▶ Extrait du texte
++++++++++

Tellement opportun pour un épisode portant le nom d’une enquête qui — selon le blog mais également la série vue à l’écran — était déjà résolue, mise par écrit, et publiée sur le blog de John au moment de la saison 2.

On peut comparer ceci avec le retour du code des sonnets, avec notre première référence possible à Shakespeare au cours de TST :

[Cinquante-neuf appels manqués.]

Le sonnet 59, dans son premier vers, médite sur le fait qu’il n’y a “rien de nouveau sous le soleil” — le verset biblique préféré du Holmes de Doyle dans Une Etude en rouge et la prédiction du biscuit de fortune de notre John dans ASIP :

If there be nothing new, but that which is

Hath been before, how are our brains beguil’d,

Which, labouring for invention, bear amiss

The second burthen of a former child!

++++++++++

▶ Consigne
Recopiez le passage du texte sur le sonnet 59 qui va de « [Cinquante-neuf appels manqués.] » jusqu'à « a former child! » inclus.

[Extraits d'un jeu de données d'annotation de lieux]

++++++++++

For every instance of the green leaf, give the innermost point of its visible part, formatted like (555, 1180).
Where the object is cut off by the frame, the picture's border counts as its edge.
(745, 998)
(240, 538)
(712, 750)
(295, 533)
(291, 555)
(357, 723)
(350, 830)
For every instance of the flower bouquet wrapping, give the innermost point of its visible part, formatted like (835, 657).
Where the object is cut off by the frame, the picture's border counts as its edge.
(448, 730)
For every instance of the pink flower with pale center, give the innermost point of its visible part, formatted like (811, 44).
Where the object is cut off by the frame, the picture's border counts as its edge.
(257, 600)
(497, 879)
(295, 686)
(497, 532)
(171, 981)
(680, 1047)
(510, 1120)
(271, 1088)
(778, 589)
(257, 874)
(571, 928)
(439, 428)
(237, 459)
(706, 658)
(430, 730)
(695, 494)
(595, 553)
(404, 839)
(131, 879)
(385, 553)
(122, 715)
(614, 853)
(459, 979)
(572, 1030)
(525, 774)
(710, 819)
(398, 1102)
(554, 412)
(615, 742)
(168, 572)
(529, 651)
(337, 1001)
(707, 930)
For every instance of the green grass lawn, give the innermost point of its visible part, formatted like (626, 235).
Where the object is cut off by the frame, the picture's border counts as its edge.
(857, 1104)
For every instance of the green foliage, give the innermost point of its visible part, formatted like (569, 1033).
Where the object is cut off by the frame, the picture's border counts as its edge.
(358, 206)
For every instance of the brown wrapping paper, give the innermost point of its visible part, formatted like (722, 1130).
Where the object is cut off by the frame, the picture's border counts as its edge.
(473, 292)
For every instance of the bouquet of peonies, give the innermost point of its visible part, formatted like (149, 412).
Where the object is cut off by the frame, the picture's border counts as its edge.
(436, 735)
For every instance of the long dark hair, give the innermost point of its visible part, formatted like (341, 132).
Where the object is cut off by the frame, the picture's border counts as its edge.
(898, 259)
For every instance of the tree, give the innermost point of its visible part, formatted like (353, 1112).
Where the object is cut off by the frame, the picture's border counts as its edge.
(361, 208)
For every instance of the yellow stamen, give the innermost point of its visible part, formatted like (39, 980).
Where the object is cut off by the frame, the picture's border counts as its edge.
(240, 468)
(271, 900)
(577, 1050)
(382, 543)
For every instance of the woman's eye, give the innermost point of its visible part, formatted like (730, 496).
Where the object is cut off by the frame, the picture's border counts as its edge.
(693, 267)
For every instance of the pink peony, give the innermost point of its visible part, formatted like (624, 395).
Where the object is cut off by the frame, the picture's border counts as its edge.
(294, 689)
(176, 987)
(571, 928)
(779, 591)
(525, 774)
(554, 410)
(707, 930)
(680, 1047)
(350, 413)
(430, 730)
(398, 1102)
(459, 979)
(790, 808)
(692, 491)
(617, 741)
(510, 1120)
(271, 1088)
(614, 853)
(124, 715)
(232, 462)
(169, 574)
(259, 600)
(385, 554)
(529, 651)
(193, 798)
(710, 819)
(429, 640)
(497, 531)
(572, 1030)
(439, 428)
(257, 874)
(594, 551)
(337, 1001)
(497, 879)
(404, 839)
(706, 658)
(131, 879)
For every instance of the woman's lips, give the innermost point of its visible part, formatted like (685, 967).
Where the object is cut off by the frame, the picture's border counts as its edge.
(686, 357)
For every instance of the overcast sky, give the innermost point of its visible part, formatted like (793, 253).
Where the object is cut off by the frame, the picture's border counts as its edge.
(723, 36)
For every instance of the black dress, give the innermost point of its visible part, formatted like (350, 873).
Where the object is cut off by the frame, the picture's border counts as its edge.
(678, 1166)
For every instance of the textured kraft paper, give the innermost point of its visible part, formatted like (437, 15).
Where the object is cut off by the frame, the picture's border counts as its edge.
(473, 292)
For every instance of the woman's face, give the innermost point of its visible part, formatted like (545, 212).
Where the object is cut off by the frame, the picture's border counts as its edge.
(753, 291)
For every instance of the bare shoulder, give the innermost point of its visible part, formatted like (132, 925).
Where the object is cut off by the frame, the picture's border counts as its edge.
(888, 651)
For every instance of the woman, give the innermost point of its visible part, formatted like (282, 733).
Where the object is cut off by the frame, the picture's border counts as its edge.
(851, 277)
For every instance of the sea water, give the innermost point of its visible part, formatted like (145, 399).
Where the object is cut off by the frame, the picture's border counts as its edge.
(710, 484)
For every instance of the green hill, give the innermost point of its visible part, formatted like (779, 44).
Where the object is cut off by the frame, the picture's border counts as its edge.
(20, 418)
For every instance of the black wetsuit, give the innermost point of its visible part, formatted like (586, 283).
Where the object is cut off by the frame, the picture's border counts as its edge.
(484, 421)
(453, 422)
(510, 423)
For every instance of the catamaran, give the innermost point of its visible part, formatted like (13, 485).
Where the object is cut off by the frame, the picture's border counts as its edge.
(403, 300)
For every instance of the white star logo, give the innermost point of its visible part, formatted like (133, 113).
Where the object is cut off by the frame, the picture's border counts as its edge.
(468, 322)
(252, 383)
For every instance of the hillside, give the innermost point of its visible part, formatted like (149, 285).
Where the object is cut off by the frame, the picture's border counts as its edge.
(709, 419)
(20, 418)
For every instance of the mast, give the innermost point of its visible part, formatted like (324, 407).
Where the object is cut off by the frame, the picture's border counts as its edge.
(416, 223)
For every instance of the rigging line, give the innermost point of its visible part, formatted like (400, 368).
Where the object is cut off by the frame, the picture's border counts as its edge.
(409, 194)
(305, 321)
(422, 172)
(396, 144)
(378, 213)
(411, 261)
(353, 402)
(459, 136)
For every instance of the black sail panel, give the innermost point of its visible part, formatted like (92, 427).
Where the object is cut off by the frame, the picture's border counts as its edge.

++++++++++

▶ Réponse finale
[Cinquante-neuf appels manqués.]

Le sonnet 59, dans son premier vers, médite sur le fait qu’il n’y a “rien de nouveau sous le soleil” — le verset biblique préféré du Holmes de Doyle dans Une Etude en rouge et la prédiction du biscuit de fortune de notre John dans ASIP :

If there be nothing new, but that which is

Hath been before, how are our brains beguil’d,

Which, labouring for invention, bear amiss

The second burthen of a former child!